## EXERCISE PROMPT:
Reproduce verbatim the stretch of the oology post that opens with "Of course their" and closes with "one off breeders).".

## EXCERPT PROVIDED:
_ _ _

A 21st century ‘oologist’ and the Devon Woodlark…

Oology. Now theres a dirty word. If you listen to some self-appointed police men of birding it relates to criminals. You can though with an open mind google the word and you will find this –

Oology (or oölogy) is a branch of ornithology studying birdeggs, nests and breeding behaviour. The word is derived from the Greek “oion”, meaning egg. Oology can also refer to the hobby of collecting wild birds’ eggs, sometimes called egg collecting, birdnesting or egging, which is now illegal in many jurisdictions.

Of course their is reference to egg collecting but back in the day those involved did it and there was a need for it. Just like in the past their was a need to shoot a bird to identify it, it was the only way. However science moves on and decent optics and cameras moved to replace the gun and the drill. Most egg collectors are now deceased or the few that are left are part of the dying breed which do not threaten significantly any population of birds here in the UK (caveat on that would perhaps be one off breeders).

_ _ _

## DATA SEGMENT:

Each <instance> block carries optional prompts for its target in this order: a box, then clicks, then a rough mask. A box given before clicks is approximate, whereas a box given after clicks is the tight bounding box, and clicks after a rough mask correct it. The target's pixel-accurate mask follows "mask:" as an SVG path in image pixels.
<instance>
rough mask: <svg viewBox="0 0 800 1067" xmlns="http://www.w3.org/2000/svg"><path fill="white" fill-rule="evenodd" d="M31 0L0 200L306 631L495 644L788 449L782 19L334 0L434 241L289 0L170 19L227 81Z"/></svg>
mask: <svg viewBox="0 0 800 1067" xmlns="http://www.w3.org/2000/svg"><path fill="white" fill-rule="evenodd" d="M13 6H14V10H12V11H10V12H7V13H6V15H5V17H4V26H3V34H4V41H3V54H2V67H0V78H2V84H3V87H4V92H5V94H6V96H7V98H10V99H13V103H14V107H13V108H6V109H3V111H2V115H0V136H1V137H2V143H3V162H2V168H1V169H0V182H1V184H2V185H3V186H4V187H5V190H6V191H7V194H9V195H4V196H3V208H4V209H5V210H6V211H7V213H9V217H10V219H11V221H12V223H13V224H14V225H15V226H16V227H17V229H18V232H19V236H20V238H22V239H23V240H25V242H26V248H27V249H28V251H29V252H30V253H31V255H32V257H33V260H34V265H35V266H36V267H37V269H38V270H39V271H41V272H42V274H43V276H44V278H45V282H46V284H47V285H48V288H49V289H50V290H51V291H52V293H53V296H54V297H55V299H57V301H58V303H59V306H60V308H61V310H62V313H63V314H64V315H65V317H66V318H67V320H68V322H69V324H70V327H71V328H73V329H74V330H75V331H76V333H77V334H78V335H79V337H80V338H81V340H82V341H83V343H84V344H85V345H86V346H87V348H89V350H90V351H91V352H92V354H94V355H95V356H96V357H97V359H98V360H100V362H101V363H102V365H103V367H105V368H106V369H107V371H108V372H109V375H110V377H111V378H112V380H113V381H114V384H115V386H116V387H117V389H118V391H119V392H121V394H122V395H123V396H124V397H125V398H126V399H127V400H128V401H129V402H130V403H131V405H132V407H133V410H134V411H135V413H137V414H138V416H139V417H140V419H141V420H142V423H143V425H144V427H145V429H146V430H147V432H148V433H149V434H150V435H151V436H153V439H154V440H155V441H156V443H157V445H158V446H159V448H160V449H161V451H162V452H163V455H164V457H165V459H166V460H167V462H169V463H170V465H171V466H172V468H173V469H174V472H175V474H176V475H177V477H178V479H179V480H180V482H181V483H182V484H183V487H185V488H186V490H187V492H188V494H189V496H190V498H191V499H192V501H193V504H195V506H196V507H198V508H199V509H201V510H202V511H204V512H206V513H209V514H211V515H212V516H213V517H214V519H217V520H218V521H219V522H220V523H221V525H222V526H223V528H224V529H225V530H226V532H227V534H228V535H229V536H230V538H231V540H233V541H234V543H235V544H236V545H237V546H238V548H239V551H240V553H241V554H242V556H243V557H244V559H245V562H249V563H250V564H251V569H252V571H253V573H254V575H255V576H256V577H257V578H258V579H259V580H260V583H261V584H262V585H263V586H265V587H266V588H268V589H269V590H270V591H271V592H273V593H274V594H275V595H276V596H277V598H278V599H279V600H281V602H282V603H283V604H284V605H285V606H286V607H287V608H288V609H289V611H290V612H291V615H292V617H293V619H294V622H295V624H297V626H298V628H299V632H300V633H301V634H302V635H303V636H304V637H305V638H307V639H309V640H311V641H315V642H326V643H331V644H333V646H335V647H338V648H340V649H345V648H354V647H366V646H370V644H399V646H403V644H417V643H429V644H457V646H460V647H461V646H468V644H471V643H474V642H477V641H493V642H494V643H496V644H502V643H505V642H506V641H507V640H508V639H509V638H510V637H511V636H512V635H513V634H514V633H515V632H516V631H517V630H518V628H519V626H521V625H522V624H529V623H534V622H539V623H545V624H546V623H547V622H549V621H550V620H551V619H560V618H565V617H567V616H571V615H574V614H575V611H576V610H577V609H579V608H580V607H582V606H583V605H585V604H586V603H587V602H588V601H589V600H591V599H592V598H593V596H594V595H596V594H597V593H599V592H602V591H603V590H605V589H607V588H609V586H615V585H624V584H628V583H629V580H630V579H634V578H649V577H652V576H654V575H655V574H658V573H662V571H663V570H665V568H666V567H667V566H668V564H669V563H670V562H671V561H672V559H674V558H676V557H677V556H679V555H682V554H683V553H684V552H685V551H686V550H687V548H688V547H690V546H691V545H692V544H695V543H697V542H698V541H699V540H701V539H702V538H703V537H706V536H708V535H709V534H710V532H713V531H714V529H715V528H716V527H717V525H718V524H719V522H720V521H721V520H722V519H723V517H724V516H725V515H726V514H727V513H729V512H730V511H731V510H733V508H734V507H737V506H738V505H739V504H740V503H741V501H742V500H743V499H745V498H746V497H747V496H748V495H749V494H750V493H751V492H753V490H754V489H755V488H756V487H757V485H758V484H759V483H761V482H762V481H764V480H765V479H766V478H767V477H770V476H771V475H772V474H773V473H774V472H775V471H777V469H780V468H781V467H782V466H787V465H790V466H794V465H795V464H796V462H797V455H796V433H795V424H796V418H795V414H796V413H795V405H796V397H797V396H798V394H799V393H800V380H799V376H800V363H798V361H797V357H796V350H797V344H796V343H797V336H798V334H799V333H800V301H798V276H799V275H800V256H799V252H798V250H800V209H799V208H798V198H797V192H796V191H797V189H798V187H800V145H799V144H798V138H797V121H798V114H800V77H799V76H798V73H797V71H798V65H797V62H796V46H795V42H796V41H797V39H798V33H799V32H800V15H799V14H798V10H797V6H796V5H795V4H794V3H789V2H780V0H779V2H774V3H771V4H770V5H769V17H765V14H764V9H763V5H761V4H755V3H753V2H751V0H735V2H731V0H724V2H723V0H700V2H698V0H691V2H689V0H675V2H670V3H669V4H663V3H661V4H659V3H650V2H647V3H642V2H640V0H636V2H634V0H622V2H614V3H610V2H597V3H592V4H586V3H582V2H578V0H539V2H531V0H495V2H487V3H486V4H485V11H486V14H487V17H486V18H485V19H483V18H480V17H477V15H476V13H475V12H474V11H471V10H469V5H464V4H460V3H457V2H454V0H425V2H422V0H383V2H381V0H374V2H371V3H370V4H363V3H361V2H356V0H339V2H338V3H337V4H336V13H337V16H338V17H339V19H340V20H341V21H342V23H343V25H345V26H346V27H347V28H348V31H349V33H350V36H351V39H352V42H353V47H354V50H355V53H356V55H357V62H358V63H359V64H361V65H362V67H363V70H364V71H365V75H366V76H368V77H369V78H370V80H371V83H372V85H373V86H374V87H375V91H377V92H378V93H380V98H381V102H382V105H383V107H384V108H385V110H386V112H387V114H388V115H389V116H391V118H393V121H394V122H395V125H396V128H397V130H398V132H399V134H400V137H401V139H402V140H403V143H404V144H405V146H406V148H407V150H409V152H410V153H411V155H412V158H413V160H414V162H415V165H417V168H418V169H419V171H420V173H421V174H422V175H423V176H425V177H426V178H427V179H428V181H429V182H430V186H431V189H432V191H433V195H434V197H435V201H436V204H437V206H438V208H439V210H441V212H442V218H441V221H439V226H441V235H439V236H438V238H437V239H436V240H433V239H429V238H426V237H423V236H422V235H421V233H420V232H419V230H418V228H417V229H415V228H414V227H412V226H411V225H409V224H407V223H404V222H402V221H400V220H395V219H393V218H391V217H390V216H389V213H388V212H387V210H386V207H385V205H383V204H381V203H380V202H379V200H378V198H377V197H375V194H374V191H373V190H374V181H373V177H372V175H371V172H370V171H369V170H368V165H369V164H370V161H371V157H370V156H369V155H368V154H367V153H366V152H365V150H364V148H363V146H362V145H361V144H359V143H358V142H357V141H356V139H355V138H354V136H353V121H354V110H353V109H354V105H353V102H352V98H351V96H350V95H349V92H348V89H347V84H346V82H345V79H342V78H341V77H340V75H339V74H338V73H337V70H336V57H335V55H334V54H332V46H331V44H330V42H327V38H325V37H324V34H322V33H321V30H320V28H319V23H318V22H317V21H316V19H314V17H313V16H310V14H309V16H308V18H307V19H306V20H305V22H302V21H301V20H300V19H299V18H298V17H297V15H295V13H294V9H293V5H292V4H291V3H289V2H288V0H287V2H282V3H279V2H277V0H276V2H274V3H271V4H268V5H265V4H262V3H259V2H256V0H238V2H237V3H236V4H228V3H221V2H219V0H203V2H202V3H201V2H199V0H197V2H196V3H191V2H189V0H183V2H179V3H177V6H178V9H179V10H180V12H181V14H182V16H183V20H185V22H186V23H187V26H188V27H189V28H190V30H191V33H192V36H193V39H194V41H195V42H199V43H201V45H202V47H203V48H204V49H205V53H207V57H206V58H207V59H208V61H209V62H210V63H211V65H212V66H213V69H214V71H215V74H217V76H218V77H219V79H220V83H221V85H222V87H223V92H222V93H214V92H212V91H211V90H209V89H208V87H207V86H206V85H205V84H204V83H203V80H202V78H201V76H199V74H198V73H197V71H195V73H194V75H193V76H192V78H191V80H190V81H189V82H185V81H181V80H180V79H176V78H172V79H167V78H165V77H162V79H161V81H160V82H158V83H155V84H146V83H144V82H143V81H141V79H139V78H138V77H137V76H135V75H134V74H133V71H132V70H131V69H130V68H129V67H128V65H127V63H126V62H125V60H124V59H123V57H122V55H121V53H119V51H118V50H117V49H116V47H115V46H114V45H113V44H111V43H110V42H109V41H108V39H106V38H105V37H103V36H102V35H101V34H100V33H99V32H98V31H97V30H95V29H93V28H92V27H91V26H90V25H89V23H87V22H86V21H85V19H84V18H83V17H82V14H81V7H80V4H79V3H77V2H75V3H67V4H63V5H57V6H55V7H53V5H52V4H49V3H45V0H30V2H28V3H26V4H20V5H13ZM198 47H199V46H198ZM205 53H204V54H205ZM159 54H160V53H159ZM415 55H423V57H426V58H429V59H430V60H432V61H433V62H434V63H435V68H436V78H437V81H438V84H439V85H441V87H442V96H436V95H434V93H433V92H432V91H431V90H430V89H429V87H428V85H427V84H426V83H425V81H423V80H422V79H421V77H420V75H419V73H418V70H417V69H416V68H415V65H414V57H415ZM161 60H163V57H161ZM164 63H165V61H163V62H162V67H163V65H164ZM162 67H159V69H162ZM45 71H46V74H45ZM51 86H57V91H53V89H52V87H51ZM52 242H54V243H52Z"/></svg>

_ _ _

## PROBLEM SOLUTION:
Of course their is reference to egg collecting but back in the day those involved did it and there was a need for it. Just like in the past their was a need to shoot a bird to identify it, it was the only way. However science moves on and decent optics and cameras moved to replace the gun and the drill. Most egg collectors are now deceased or the few that are left are part of the dying breed which do not threaten significantly any population of birds here in the UK (caveat on that would perhaps be one off breeders).